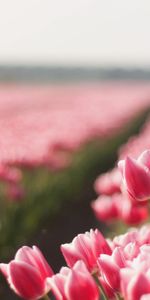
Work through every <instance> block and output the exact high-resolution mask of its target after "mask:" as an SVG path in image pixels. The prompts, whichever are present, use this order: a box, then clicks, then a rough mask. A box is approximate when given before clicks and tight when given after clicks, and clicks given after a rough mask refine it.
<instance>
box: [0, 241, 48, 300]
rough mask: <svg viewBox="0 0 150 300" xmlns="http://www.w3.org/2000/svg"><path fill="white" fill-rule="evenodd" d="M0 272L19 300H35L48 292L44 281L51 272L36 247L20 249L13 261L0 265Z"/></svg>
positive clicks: (44, 280)
mask: <svg viewBox="0 0 150 300" xmlns="http://www.w3.org/2000/svg"><path fill="white" fill-rule="evenodd" d="M0 270H1V271H2V273H3V274H4V276H5V277H6V279H7V281H8V283H9V285H10V287H11V288H12V289H13V290H14V292H15V293H16V294H17V295H19V296H20V297H21V298H24V299H29V300H30V299H31V300H33V299H35V300H36V299H39V298H41V297H42V296H44V295H45V294H47V292H48V291H49V288H48V286H47V283H46V279H47V277H51V276H52V275H53V271H52V269H51V267H50V266H49V265H48V263H47V261H46V260H45V258H44V256H43V255H42V253H41V252H40V250H39V249H38V248H37V247H36V246H33V247H32V248H30V247H26V246H24V247H22V248H20V249H19V250H18V252H17V253H16V256H15V259H14V260H12V261H11V262H10V263H9V264H0Z"/></svg>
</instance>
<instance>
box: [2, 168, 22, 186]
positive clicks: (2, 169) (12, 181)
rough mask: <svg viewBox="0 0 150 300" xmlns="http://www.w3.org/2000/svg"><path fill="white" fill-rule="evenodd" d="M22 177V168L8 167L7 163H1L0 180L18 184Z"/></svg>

# Work item:
Rewrite the items from the first line up to and including the line with "box: [0, 241, 48, 300]", replacing "high-resolution" with "full-resolution" and leaving everything else unchanged. Leave out the pictures.

# Response below:
Work through every <instance> block and output the exact full-resolution mask of its target after "mask:" as an SVG path in image pixels. The prompts, whichever are present, use this order: a box, then clicks, then a rough mask. A box is approximate when given before clicks and tight when given after clicks, and clicks given after a rough mask refine it.
<instance>
box: [0, 241, 48, 300]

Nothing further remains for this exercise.